[Your task]
Find each line in the items below that contains the word "point" and copy those lines out.
══════
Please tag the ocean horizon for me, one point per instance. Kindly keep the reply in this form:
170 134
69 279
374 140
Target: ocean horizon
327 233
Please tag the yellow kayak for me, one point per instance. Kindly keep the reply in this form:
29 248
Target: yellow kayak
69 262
══════
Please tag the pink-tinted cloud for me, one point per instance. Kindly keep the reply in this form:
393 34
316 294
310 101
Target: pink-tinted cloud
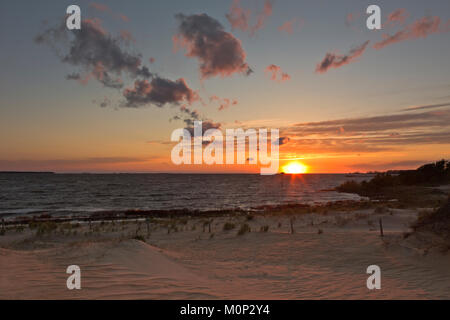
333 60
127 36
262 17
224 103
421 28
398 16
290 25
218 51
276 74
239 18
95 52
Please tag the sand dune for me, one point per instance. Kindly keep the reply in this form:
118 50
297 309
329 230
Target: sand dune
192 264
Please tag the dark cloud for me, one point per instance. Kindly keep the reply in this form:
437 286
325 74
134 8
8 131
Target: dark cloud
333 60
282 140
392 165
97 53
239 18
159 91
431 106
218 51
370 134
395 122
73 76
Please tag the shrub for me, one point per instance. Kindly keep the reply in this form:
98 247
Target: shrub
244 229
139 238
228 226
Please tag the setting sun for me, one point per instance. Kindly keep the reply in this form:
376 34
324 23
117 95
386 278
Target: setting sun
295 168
══════
[Completed exercise]
Please tag the ocean horizon for me, one point per instance. Kindly keep the reply in this form:
Please tag the yellow kayak for me, one point per instance. Kindly keep the reply in this form:
Please tag the pink-tinted cloud for me, one point per instance. Kindly keep the reply in this form:
Please tag the sand dune for me, one point per instance. Kindly keep the reply in this form:
Please tag the dark cloud for me, one point per instance. Kindly keep the reply in this form:
Please tag the shrub for me, one point per instance. Kindly keep the reply in this form:
Please tag the setting sun for me, one point per instance. Kindly keep the reply in this form:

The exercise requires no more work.